● **Task goal**:
Find every line in the listing below that contains the string "image", matching case exactly, and copy each of those lines in full.

Saved data entries

---

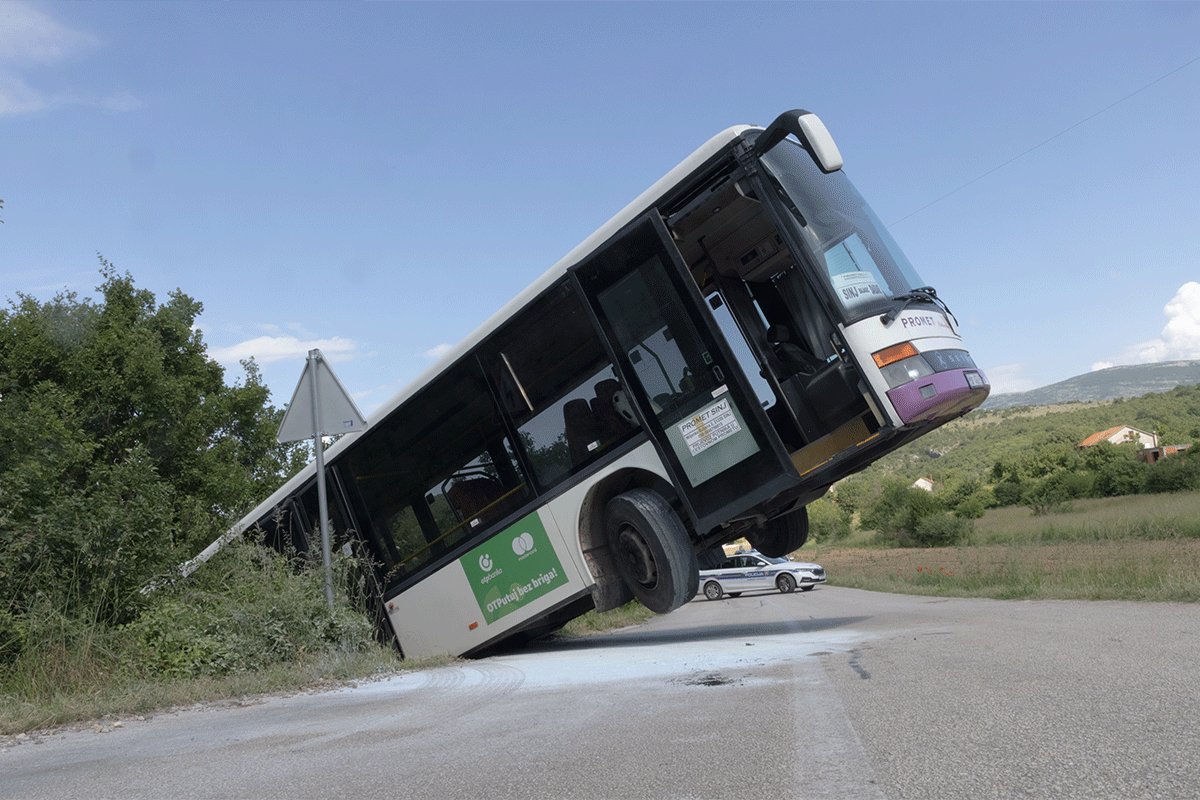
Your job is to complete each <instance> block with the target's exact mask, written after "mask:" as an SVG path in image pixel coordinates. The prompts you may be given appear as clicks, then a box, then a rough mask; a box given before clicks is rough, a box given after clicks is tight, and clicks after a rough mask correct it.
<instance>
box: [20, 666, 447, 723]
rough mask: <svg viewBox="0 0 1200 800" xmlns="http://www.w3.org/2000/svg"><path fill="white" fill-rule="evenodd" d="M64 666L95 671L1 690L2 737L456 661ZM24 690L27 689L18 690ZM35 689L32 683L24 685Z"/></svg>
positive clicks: (288, 692) (350, 679)
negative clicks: (208, 675)
mask: <svg viewBox="0 0 1200 800" xmlns="http://www.w3.org/2000/svg"><path fill="white" fill-rule="evenodd" d="M62 655H64V657H65V662H60V666H59V669H60V670H70V672H77V670H79V672H88V674H78V675H76V676H74V678H70V676H67V675H62V676H64V678H70V679H68V680H65V681H62V682H61V684H60V685H59V686H56V687H49V688H47V686H48V685H49V681H44V680H43V681H38V682H37V684H36V688H35V690H34V691H5V692H4V693H0V734H14V733H20V732H28V730H40V729H46V728H53V727H58V726H66V724H72V723H77V722H83V721H91V720H100V721H112V720H119V718H121V717H133V716H143V715H150V714H152V712H156V711H162V710H166V709H173V708H180V706H188V705H194V704H197V703H214V702H221V700H229V699H234V698H236V699H247V698H254V697H262V696H266V694H277V693H294V692H304V691H312V690H320V688H331V687H334V686H338V685H343V684H346V682H353V681H359V680H373V679H378V678H385V676H388V675H394V674H397V673H402V672H409V670H415V669H427V668H431V667H437V666H442V664H444V663H449V662H450V661H451V660H450V658H438V660H428V661H400V660H398V658H397V657H396V655H395V654H394V652H392V651H391V650H390V649H386V648H383V646H379V648H372V649H371V650H367V651H361V652H346V654H326V655H323V656H320V657H318V658H313V660H305V661H296V662H289V663H277V664H271V666H269V667H265V668H263V669H257V670H253V672H242V673H233V674H228V675H218V676H193V678H154V679H148V678H137V676H133V675H128V674H125V673H121V672H107V670H96V669H95V662H92V663H90V664H89V663H86V662H83V661H80V660H79V658H78V657H77V654H67V652H64V654H62ZM17 688H18V690H20V687H19V686H18V687H17ZM25 688H26V690H28V688H29V687H28V686H26V687H25Z"/></svg>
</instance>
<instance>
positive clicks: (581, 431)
mask: <svg viewBox="0 0 1200 800" xmlns="http://www.w3.org/2000/svg"><path fill="white" fill-rule="evenodd" d="M563 434H564V435H565V437H566V452H568V455H569V456H570V459H571V467H578V465H580V464H582V463H583V462H586V461H587V459H588V456H589V453H590V452H592V449H589V445H592V444H593V443H594V441H596V439H598V438H599V434H600V426H599V423H598V422H596V417H595V416H594V415H593V414H592V405H590V404H589V403H588V402H587V401H586V399H583V398H582V397H576V398H575V399H570V401H566V403H565V404H564V405H563Z"/></svg>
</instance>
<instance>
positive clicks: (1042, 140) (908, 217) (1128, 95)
mask: <svg viewBox="0 0 1200 800" xmlns="http://www.w3.org/2000/svg"><path fill="white" fill-rule="evenodd" d="M1196 61H1200V55H1198V56H1195V58H1194V59H1192V60H1190V61H1187V62H1184V64H1181V65H1180V66H1177V67H1175V68H1174V70H1171V71H1170V72H1164V73H1163V74H1160V76H1158V77H1157V78H1154V79H1153V80H1151V82H1150V83H1147V84H1145V85H1142V86H1141V88H1139V89H1135V90H1133V91H1132V92H1129V94H1128V95H1126V96H1124V97H1122V98H1120V100H1115V101H1112V102H1111V103H1109V104H1108V106H1105V107H1104V108H1102V109H1100V110H1098V112H1094V113H1092V114H1088V115H1087V116H1085V118H1084V119H1081V120H1079V121H1078V122H1075V124H1074V125H1070V126H1068V127H1064V128H1063V130H1062V131H1058V132H1057V133H1055V134H1054V136H1052V137H1049V138H1046V139H1043V140H1042V142H1039V143H1037V144H1036V145H1033V146H1032V148H1030V149H1028V150H1024V151H1021V152H1019V154H1016V155H1015V156H1013V157H1012V158H1009V160H1008V161H1006V162H1003V163H1000V164H996V166H995V167H992V168H991V169H989V170H988V172H985V173H980V174H979V175H976V176H974V178H972V179H971V180H968V181H967V182H966V184H962V185H961V186H959V187H956V188H953V190H950V191H949V192H947V193H946V194H942V196H941V197H938V198H936V199H934V200H930V201H929V203H926V204H925V205H923V206H920V207H919V209H917V210H916V211H912V212H910V213H906V215H905V216H902V217H900V218H899V219H896V221H895V222H892V223H890V224H892V225H898V224H900V223H901V222H904V221H905V219H908V218H910V217H914V216H917V215H918V213H920V212H922V211H924V210H925V209H928V207H930V206H934V205H937V204H938V203H941V201H942V200H944V199H946V198H948V197H950V196H952V194H958V193H959V192H961V191H962V190H965V188H966V187H968V186H971V185H972V184H977V182H979V181H982V180H983V179H984V178H988V175H991V174H992V173H995V172H997V170H1000V169H1003V168H1004V167H1008V166H1009V164H1010V163H1013V162H1014V161H1018V160H1020V158H1024V157H1025V156H1027V155H1030V154H1031V152H1033V151H1034V150H1037V149H1039V148H1044V146H1045V145H1048V144H1050V143H1051V142H1054V140H1055V139H1057V138H1058V137H1062V136H1064V134H1067V133H1070V132H1072V131H1074V130H1075V128H1078V127H1079V126H1080V125H1084V124H1085V122H1090V121H1092V120H1094V119H1096V118H1097V116H1099V115H1100V114H1103V113H1104V112H1108V110H1109V109H1112V108H1115V107H1117V106H1120V104H1121V103H1123V102H1126V101H1127V100H1129V98H1130V97H1133V96H1135V95H1140V94H1141V92H1144V91H1146V90H1147V89H1150V88H1151V86H1153V85H1154V84H1157V83H1159V82H1162V80H1165V79H1166V78H1170V77H1171V76H1174V74H1175V73H1176V72H1178V71H1181V70H1186V68H1188V67H1189V66H1192V65H1193V64H1195V62H1196Z"/></svg>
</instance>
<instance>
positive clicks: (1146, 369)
mask: <svg viewBox="0 0 1200 800" xmlns="http://www.w3.org/2000/svg"><path fill="white" fill-rule="evenodd" d="M1193 384H1200V361H1160V362H1158V363H1139V365H1133V366H1127V367H1109V368H1108V369H1097V371H1096V372H1088V373H1085V374H1082V375H1075V377H1074V378H1068V379H1067V380H1060V381H1058V383H1057V384H1050V385H1049V386H1043V387H1042V389H1033V390H1030V391H1027V392H1010V393H1007V395H992V396H991V397H989V398H988V402H986V403H984V404H983V408H985V409H997V408H1012V407H1014V405H1056V404H1058V403H1076V402H1085V401H1105V399H1117V398H1118V397H1140V396H1141V395H1148V393H1151V392H1165V391H1168V390H1171V389H1175V387H1176V386H1190V385H1193Z"/></svg>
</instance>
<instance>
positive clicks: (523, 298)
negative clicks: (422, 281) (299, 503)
mask: <svg viewBox="0 0 1200 800" xmlns="http://www.w3.org/2000/svg"><path fill="white" fill-rule="evenodd" d="M761 130H762V128H761V127H760V126H754V125H734V126H732V127H728V128H725V130H724V131H721V132H720V133H718V134H716V136H714V137H713V138H710V139H709V140H708V142H706V143H704V144H702V145H701V146H700V148H697V149H696V150H695V151H694V152H692V154H691V155H690V156H688V157H686V158H684V160H683V161H682V162H679V163H678V164H676V167H674V168H672V169H671V172H668V173H667V174H666V175H664V176H662V178H660V179H659V180H656V181H655V182H654V184H653V185H652V186H650V187H649V188H648V190H646V191H644V192H642V193H641V194H638V196H637V197H636V198H635V199H634V200H632V201H631V203H630V204H629V205H626V206H625V207H624V209H622V210H620V211H618V212H617V213H616V215H613V217H612V218H611V219H608V222H606V223H604V224H602V225H600V228H598V229H596V230H595V231H594V233H593V234H592V235H590V236H588V237H587V239H584V240H583V241H582V242H580V243H578V245H576V246H575V247H574V248H572V249H571V251H570V252H569V253H566V255H564V257H563V258H560V259H558V261H557V263H556V264H554V265H553V266H551V267H550V269H548V270H546V271H545V272H544V273H542V275H541V276H540V277H539V278H538V279H535V281H534V282H533V283H530V284H529V285H528V287H526V289H524V290H523V291H521V294H518V295H517V296H516V297H514V299H512V300H510V301H509V302H506V303H505V305H504V306H502V307H500V308H499V309H498V311H497V312H496V313H494V314H492V315H491V317H488V318H487V320H485V321H484V323H482V324H481V325H480V326H479V327H476V329H475V330H474V331H472V332H470V333H469V335H468V336H467V337H464V338H463V339H462V341H461V342H458V343H457V344H455V345H454V347H452V348H451V349H450V350H449V351H446V354H445V355H444V356H442V357H440V359H439V360H438V361H437V363H434V365H432V366H431V367H430V368H427V369H425V371H424V372H422V373H421V374H419V375H418V377H416V378H415V379H413V380H412V381H410V383H409V384H408V385H407V386H406V387H404V389H402V390H400V392H397V393H396V395H395V396H392V397H391V399H389V401H388V402H386V403H384V404H383V405H380V407H379V409H377V410H376V413H374V414H372V416H373V417H374V421H376V422H378V421H379V420H382V419H384V417H385V416H388V415H389V414H391V413H392V411H395V410H396V409H397V408H398V407H400V405H402V404H403V403H404V401H407V399H408V398H409V397H412V396H413V395H415V393H416V392H418V391H419V390H420V389H421V387H422V386H425V385H426V384H428V383H430V381H431V380H433V379H434V378H437V377H438V375H439V374H442V373H443V372H444V371H445V369H446V368H449V367H450V366H451V365H452V363H454V362H455V361H457V360H458V359H461V357H462V356H463V355H464V354H466V353H468V351H469V350H470V349H472V348H473V347H475V345H476V344H479V343H480V342H482V341H484V339H485V338H487V336H488V335H491V333H492V332H493V331H496V330H497V329H498V327H499V326H500V325H503V324H504V323H505V321H508V319H509V318H510V317H511V315H512V314H514V313H515V312H516V311H518V309H520V308H522V307H523V306H524V305H526V303H528V302H529V301H530V300H533V299H534V297H536V296H538V295H539V294H541V293H542V291H544V290H545V289H546V288H548V287H550V285H552V284H553V283H554V282H556V281H557V279H558V278H560V277H562V276H563V275H565V273H566V270H568V267H570V266H574V265H575V264H578V263H580V261H581V260H583V259H584V258H586V257H587V255H589V254H590V253H592V252H593V251H594V249H595V248H596V247H599V246H600V245H602V243H604V242H605V241H607V240H608V239H610V237H611V236H612V235H613V234H616V233H617V231H618V230H620V229H622V228H623V227H624V225H626V224H629V223H630V222H631V221H632V219H635V218H636V217H637V216H638V215H641V213H643V212H644V211H647V210H648V209H649V207H650V206H652V204H653V203H655V201H656V200H658V199H659V198H661V197H662V196H664V194H666V193H667V192H668V191H670V190H671V188H672V187H674V186H676V185H677V184H679V182H680V181H683V180H684V179H685V178H686V176H688V175H690V174H691V173H694V172H695V170H697V169H698V168H701V167H702V166H703V164H704V163H706V162H707V161H708V160H709V158H712V157H713V156H715V155H716V154H718V152H720V151H721V150H722V149H724V148H726V146H728V145H730V144H731V143H733V142H734V140H737V139H738V138H739V137H740V136H743V134H744V133H745V132H746V131H761ZM371 425H372V422H371V421H368V422H367V428H366V429H365V431H364V432H362V434H370V432H371ZM358 438H359V435H348V437H343V438H342V439H340V440H338V441H336V443H335V444H334V445H332V446H331V447H330V449H329V451H326V456H325V457H326V458H334V457H335V456H336V455H337V453H338V452H341V451H342V450H344V449H346V447H348V446H350V445H353V444H354V440H355V439H358ZM314 474H316V464H314V463H313V462H310V463H308V464H307V465H306V467H305V468H304V469H301V470H300V471H299V473H296V475H294V476H293V477H292V479H290V480H288V481H287V482H284V485H283V486H281V487H280V488H278V489H276V491H275V493H272V494H271V497H269V498H268V499H265V500H264V501H263V503H260V504H259V505H258V506H256V507H254V510H253V511H251V512H250V513H248V515H246V516H245V517H244V518H242V519H241V521H240V522H239V523H236V524H235V525H234V527H233V529H232V530H230V531H229V533H230V534H233V535H236V534H240V533H241V531H242V530H245V529H246V528H248V527H250V525H252V524H253V523H256V522H258V521H259V519H262V517H263V516H264V515H265V513H268V512H269V511H270V510H271V509H274V507H275V506H276V505H277V504H278V503H280V501H281V500H283V498H286V497H288V495H290V494H292V493H293V492H295V491H296V488H298V487H299V486H301V485H302V483H305V482H306V481H308V480H310V479H311V477H312V476H313V475H314Z"/></svg>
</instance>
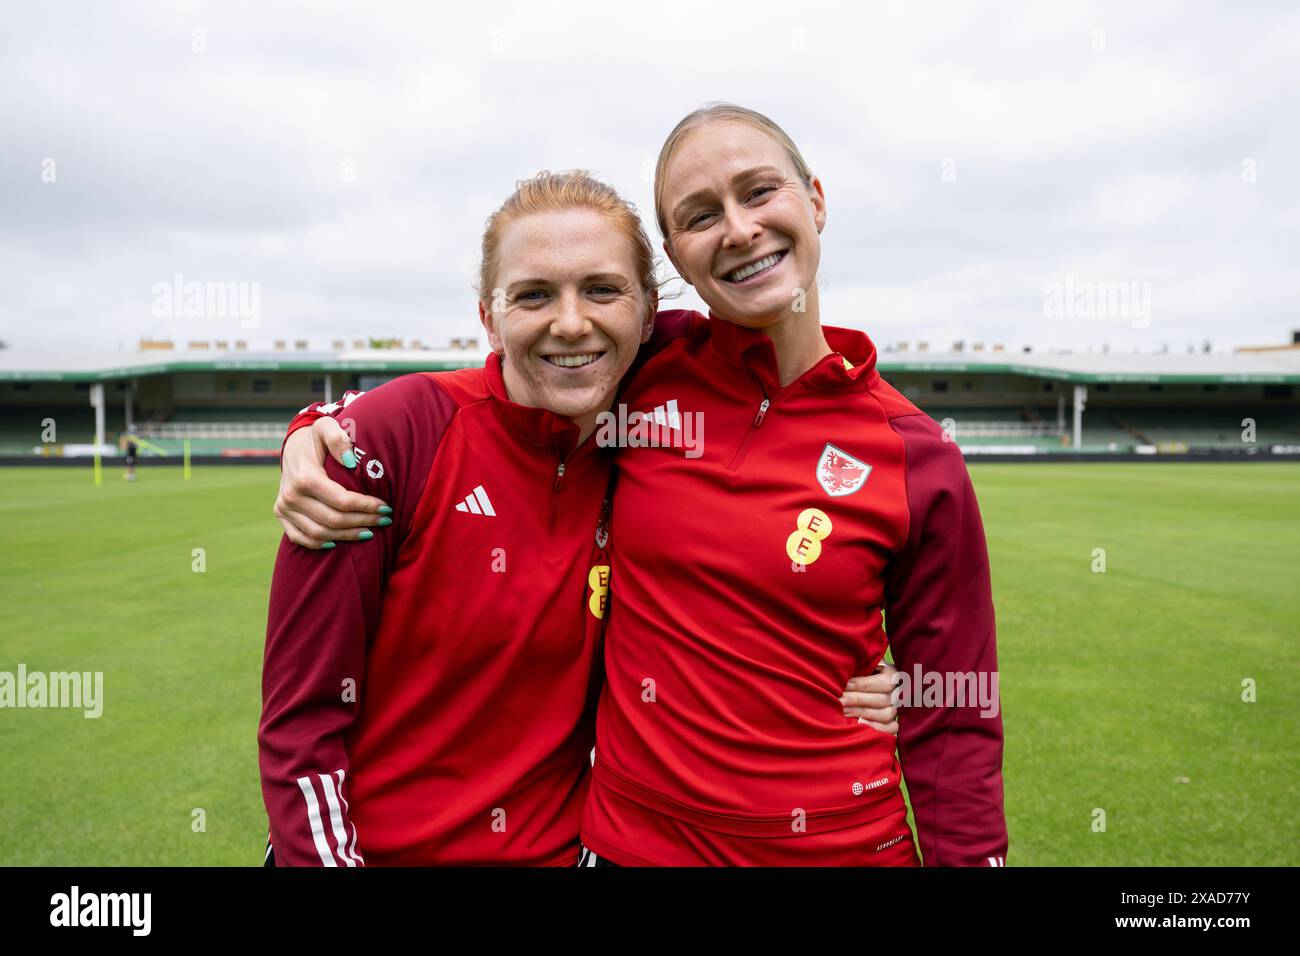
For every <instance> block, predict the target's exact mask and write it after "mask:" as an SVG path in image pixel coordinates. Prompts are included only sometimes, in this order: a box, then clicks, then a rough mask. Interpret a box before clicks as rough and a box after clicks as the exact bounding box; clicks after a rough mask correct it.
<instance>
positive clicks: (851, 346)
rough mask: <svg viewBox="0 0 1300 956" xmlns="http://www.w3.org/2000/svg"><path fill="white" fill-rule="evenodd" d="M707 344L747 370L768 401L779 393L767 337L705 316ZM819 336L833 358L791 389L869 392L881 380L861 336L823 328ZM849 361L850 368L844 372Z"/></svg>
mask: <svg viewBox="0 0 1300 956" xmlns="http://www.w3.org/2000/svg"><path fill="white" fill-rule="evenodd" d="M708 325H710V341H711V345H712V349H714V351H716V352H718V354H719V355H720V356H722V358H723V359H725V360H727V362H729V363H732V364H736V365H741V367H745V368H748V369H749V371H750V372H751V373H753V375H755V376H757V377H758V380H759V381H761V382H762V385H763V390H764V392H766V393H767V397H768V398H771V397H772V395H775V394H776V393H777V392H780V390H781V376H780V371H779V368H777V364H776V347H775V346H774V345H772V339H771V338H768V337H767V333H763V332H759V330H757V329H746V328H745V326H742V325H736V324H735V323H729V321H725V320H723V319H719V317H718V316H715V315H714V313H712V312H710V313H708ZM822 334H824V336H826V341H827V345H829V346H831V349H832V354H831V355H826V356H824V358H822V359H820V360H819V362H818V363H816V364H815V365H813V368H810V369H807V371H806V372H805V373H803V375H801V376H800V377H798V378H797V380H796V381H793V382H790V385H805V386H807V388H811V389H820V390H841V389H844V390H852V389H857V390H861V389H868V388H872V386H874V385H875V384H876V382H878V381H879V378H880V373H879V372H878V371H876V346H875V343H874V342H872V341H871V339H870V338H868V337H867V334H866V333H865V332H858V330H857V329H840V328H835V326H832V325H823V326H822ZM845 359H848V360H849V363H850V364H852V365H853V368H852V369H850V368H845V364H844V360H845Z"/></svg>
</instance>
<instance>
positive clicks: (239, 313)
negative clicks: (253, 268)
mask: <svg viewBox="0 0 1300 956" xmlns="http://www.w3.org/2000/svg"><path fill="white" fill-rule="evenodd" d="M152 293H153V317H155V319H238V320H239V328H242V329H255V328H257V325H259V324H260V323H261V282H238V281H229V282H222V281H208V282H196V281H188V282H187V281H186V280H185V276H182V274H181V273H179V272H178V273H175V276H173V277H172V281H170V282H155V284H153V287H152Z"/></svg>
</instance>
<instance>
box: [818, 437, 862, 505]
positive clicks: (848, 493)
mask: <svg viewBox="0 0 1300 956" xmlns="http://www.w3.org/2000/svg"><path fill="white" fill-rule="evenodd" d="M870 473H871V466H870V464H867V463H866V462H861V460H858V459H857V458H854V457H853V455H850V454H849V453H848V451H845V450H844V449H837V447H836V446H835V445H832V444H831V442H827V444H826V447H824V449H822V457H820V458H819V459H818V462H816V480H818V484H819V485H822V490H824V492H826V493H827V494H829V496H831V497H832V498H840V497H842V496H845V494H853V493H854V492H855V490H858V489H859V488H862V485H865V484H866V483H867V476H868V475H870Z"/></svg>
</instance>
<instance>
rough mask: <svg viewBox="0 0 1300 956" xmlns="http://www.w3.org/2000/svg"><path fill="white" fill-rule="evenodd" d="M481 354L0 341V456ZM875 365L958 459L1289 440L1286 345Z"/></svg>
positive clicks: (105, 447)
mask: <svg viewBox="0 0 1300 956" xmlns="http://www.w3.org/2000/svg"><path fill="white" fill-rule="evenodd" d="M337 345H342V342H338V343H337ZM482 359H484V354H482V352H481V351H478V350H477V343H476V342H474V343H473V350H469V349H467V347H463V346H461V347H451V349H446V350H432V349H420V350H406V351H399V350H394V349H354V350H343V349H339V350H337V351H331V352H309V351H292V352H286V351H272V352H250V351H247V350H239V351H234V352H213V351H212V350H201V351H200V352H199V354H194V352H177V351H174V350H147V349H142V350H140V351H136V352H126V354H123V352H100V354H82V355H61V356H57V358H55V359H48V358H45V356H35V355H21V354H16V352H12V351H0V412H3V414H0V455H4V457H10V458H21V457H31V455H42V457H62V455H85V454H90V451H91V449H92V446H94V442H95V431H96V423H95V410H94V408H92V407H91V406H92V402H94V401H95V398H96V395H99V394H101V395H103V406H104V407H103V415H104V432H103V445H101V446H100V449H101V451H103V453H104V454H117V450H118V438H120V436H121V434H122V432H123V429H125V428H126V423H127V420H131V421H134V423H135V425H136V429H138V434H139V436H140V437H142V438H144V440H146V442H147V447H144V449H143V450H142V455H143V457H151V455H162V457H174V455H179V454H182V450H183V447H185V445H186V442H187V441H188V446H190V453H191V455H196V457H207V455H212V457H230V455H259V457H260V455H268V457H269V455H274V453H276V451H277V450H278V449H279V444H281V440H282V438H283V431H285V425H286V424H287V423H289V420H290V419H291V418H292V416H294V414H295V412H296V411H298V410H299V408H300V407H303V406H304V405H307V403H309V402H312V401H318V399H322V398H337V397H339V395H342V393H343V392H344V390H346V389H356V388H359V389H369V388H374V386H376V385H378V384H381V382H382V381H386V380H387V378H391V377H394V376H396V375H402V373H406V372H415V371H435V369H446V368H463V367H467V365H476V364H480V363H481V362H482ZM878 365H879V369H880V372H881V375H883V376H884V377H885V378H887V380H888V381H889V382H891V384H893V385H894V386H896V388H898V389H900V390H901V392H902V393H904V394H905V395H906V397H907V398H910V399H911V401H913V402H915V403H917V405H918V406H919V407H920V408H923V410H924V411H926V412H927V414H930V415H931V416H932V418H933V419H935V420H936V421H937V423H940V424H941V425H949V427H950V428H952V432H953V434H954V438H956V441H957V444H958V445H959V446H961V447H962V450H963V451H965V453H966V454H987V453H1006V454H1027V455H1032V454H1040V453H1062V451H1069V453H1075V454H1102V455H1104V454H1118V453H1132V451H1144V453H1160V454H1177V453H1180V451H1190V450H1203V449H1218V450H1222V451H1225V453H1229V451H1235V453H1240V451H1243V449H1244V446H1245V445H1247V444H1248V442H1245V441H1243V438H1244V436H1243V424H1242V421H1243V419H1253V421H1255V445H1256V446H1258V447H1269V446H1277V447H1282V449H1283V450H1284V449H1286V447H1291V449H1295V447H1300V399H1297V395H1296V386H1297V385H1300V346H1296V347H1279V349H1268V350H1255V351H1252V350H1243V351H1239V352H1232V354H1226V355H1225V354H1218V355H1214V354H1195V355H1106V354H1100V355H1099V354H1088V355H1079V354H1074V355H1071V354H1017V352H1005V351H1000V350H995V351H991V352H948V354H943V352H926V354H918V352H906V351H898V352H891V351H888V350H884V351H881V352H880V355H879V360H878ZM1080 408H1082V410H1080ZM129 410H130V411H129ZM1076 410H1078V424H1079V428H1078V432H1076V428H1075V419H1076ZM47 419H53V420H55V421H56V425H57V441H55V442H45V441H43V438H44V434H43V431H44V429H43V425H42V423H43V421H44V420H47ZM1252 450H1253V449H1252Z"/></svg>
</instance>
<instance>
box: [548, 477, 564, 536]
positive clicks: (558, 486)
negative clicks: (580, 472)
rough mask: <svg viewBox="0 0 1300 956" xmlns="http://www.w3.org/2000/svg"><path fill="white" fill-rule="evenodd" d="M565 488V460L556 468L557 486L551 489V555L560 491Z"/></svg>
mask: <svg viewBox="0 0 1300 956" xmlns="http://www.w3.org/2000/svg"><path fill="white" fill-rule="evenodd" d="M563 486H564V459H563V458H562V459H560V463H559V466H558V467H556V468H555V484H554V485H552V489H551V554H554V553H555V524H556V522H558V520H559V511H560V489H562V488H563Z"/></svg>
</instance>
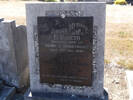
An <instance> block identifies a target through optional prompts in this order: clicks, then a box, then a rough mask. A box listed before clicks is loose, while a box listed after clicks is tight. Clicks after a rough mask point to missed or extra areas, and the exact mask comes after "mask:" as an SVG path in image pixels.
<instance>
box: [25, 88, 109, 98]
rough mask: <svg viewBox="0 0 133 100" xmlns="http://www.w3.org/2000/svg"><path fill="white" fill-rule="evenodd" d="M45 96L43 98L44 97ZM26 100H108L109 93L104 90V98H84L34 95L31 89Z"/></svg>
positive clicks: (62, 96)
mask: <svg viewBox="0 0 133 100" xmlns="http://www.w3.org/2000/svg"><path fill="white" fill-rule="evenodd" d="M42 95H43V96H42ZM24 100H108V93H107V92H106V90H104V97H96V96H91V97H84V96H75V95H68V94H57V93H46V94H40V93H38V94H34V95H33V94H32V92H31V91H30V89H29V90H28V91H27V92H26V93H25V95H24Z"/></svg>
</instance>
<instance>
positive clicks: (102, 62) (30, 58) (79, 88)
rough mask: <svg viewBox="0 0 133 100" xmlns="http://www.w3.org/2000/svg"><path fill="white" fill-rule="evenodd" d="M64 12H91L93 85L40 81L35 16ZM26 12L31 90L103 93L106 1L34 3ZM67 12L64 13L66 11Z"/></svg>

---

● **Task output**:
Your job is to complete each <instance> block with the target's exact mask, written after "mask:" as an SVG path in image pixel coordinates. The prompts you may be given appear as clicks, then a box, then a rough mask; a box given before clicks is rough, a box given after clicks is tight, and clicks after a rough mask correct it.
For every <instance> block, predict the target's exact mask and write it after "mask:" as an SVG path in image pixel coordinates. Prompts are included only sometimes, in this order: a box, then clicks, then a rough mask. Interpret a box before clicks as rough and a box after clicks as the exact bounding box; clicks after a rough mask correct it.
An <instance> block identifies a target through optional prompts in this order: clicks, then a box, then a rough mask. A box listed before clicks is loose, while a box listed after clicks is tight. Clicks after a rough mask point to missed or extra areas, and the exact mask comes after "mask:" as an SVG path in image pixels.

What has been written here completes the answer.